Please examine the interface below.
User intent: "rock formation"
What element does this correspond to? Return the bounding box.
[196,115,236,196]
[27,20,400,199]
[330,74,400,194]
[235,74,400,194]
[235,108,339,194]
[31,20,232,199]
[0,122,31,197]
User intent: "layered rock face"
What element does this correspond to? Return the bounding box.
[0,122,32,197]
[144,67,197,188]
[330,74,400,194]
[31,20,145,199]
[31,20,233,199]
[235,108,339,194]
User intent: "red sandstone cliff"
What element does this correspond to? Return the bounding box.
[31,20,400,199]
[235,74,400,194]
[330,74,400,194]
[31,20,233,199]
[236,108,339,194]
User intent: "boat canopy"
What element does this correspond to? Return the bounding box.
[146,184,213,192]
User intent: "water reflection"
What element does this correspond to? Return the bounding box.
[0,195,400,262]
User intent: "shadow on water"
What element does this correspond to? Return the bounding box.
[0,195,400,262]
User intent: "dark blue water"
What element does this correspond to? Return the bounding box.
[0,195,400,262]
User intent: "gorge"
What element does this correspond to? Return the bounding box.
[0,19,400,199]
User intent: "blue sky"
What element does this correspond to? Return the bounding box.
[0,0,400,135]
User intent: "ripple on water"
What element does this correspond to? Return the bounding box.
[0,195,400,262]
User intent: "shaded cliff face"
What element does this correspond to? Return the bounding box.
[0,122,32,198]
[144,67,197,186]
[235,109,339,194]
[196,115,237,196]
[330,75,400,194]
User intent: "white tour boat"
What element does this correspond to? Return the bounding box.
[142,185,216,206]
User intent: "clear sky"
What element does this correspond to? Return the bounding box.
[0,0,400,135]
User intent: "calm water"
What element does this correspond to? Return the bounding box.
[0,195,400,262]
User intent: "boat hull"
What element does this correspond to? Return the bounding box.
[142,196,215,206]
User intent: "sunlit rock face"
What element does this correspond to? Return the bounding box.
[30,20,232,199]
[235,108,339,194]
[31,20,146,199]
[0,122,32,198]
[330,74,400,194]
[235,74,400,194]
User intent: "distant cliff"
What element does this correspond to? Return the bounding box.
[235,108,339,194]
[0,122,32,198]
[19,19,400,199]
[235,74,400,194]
---
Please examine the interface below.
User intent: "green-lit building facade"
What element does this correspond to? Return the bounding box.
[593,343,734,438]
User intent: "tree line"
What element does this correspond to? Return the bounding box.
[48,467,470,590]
...
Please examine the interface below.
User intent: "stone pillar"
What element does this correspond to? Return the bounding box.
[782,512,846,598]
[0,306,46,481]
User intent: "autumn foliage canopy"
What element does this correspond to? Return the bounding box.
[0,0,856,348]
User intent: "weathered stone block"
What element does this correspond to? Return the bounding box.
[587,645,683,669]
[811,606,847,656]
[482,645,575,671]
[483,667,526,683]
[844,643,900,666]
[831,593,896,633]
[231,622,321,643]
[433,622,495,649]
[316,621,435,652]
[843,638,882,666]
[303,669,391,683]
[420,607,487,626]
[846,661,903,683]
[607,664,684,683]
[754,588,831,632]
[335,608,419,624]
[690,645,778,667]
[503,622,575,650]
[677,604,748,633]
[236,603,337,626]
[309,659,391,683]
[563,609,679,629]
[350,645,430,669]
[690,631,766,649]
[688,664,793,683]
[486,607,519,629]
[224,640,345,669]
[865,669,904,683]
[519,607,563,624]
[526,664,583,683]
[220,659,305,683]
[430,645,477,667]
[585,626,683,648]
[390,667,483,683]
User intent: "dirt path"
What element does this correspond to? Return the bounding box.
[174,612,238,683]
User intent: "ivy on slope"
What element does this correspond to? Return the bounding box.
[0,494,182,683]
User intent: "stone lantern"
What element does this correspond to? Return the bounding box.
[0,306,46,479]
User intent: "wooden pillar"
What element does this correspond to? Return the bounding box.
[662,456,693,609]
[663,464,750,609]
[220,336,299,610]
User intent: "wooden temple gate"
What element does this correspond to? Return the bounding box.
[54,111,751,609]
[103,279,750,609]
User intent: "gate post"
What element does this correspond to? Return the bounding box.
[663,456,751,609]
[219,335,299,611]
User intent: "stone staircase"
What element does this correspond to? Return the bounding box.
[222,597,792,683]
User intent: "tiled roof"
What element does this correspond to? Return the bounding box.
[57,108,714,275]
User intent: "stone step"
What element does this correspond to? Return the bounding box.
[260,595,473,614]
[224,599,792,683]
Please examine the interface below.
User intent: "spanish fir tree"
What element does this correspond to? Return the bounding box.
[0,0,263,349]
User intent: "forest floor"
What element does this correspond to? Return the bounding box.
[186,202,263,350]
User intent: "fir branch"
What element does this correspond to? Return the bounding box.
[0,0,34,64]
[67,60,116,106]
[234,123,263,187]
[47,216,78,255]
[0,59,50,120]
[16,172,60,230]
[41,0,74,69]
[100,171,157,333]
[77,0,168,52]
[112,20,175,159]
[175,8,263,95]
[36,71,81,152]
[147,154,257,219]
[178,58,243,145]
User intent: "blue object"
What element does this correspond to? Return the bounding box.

• **Work to be completed**
How many lines in the entries above contain the word "wooden"? Reply with the number only.

• **Response to this exercise**
2